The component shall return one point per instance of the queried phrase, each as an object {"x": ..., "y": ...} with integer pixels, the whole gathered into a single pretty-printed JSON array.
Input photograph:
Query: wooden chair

★ ★ ★ ★ ★ ★ ★

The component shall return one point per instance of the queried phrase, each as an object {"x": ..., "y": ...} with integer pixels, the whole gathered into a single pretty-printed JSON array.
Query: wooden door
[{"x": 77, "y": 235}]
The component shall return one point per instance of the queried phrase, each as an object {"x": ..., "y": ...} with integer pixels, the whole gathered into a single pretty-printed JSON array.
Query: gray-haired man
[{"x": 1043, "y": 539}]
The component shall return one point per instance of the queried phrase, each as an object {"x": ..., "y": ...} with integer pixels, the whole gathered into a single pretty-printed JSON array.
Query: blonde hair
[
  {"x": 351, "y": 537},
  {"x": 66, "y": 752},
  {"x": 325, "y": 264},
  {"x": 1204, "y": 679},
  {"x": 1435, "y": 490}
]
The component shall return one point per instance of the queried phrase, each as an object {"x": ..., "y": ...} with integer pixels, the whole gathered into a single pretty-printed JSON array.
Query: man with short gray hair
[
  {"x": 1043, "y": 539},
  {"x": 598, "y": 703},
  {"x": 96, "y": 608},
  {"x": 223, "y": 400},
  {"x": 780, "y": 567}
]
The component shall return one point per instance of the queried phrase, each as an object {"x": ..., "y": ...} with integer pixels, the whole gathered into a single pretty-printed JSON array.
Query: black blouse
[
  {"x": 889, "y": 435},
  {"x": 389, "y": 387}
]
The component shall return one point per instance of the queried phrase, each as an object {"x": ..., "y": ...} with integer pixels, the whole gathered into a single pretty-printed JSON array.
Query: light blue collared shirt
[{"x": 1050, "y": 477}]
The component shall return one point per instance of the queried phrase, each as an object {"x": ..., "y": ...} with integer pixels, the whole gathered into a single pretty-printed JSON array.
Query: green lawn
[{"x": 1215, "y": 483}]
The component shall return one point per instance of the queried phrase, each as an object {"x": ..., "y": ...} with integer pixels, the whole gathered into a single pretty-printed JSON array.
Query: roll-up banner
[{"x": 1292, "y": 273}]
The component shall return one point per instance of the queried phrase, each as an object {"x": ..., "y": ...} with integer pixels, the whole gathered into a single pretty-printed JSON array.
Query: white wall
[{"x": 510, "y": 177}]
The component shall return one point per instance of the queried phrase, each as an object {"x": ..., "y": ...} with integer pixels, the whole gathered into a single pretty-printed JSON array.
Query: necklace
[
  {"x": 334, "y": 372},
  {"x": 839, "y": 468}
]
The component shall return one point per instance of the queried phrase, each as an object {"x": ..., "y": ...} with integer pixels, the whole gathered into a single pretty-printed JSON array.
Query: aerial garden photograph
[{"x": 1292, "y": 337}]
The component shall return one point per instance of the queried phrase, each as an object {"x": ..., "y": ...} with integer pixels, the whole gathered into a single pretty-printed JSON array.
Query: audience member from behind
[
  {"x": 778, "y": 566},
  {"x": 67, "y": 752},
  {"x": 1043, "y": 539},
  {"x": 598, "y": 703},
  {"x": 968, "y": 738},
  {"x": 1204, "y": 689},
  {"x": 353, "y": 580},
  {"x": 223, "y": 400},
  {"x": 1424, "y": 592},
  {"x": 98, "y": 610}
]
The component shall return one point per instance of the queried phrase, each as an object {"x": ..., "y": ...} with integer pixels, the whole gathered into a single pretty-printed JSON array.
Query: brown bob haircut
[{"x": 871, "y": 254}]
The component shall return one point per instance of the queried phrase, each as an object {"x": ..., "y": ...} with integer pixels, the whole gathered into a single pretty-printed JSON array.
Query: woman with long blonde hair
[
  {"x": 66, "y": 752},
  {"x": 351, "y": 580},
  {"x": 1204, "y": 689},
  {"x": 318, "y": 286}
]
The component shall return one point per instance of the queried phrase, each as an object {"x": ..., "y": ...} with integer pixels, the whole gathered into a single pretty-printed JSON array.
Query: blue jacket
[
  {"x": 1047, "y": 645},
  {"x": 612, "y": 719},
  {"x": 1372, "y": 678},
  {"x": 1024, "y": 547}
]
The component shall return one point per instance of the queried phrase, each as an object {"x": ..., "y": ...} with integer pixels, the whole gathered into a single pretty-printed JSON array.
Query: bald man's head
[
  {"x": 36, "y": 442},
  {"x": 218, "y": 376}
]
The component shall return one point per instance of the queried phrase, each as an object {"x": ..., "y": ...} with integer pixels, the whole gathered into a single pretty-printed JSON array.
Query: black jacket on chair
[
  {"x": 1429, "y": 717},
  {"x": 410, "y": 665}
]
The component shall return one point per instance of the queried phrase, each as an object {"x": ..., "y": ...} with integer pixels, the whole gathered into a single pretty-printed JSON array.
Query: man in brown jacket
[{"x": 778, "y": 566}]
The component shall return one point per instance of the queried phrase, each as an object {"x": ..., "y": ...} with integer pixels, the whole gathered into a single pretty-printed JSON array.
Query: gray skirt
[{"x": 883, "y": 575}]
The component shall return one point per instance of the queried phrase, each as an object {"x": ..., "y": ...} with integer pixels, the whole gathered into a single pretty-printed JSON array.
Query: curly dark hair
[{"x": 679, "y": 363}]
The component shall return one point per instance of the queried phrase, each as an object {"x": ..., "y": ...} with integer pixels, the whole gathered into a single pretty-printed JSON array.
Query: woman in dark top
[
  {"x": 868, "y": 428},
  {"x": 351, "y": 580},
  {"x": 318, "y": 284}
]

★ ★ ★ ★ ★ ★ ★

• [Stated problem]: Determine how many lines in the rows above contain the string "gray", and state only that number.

• [Exercise output]: 3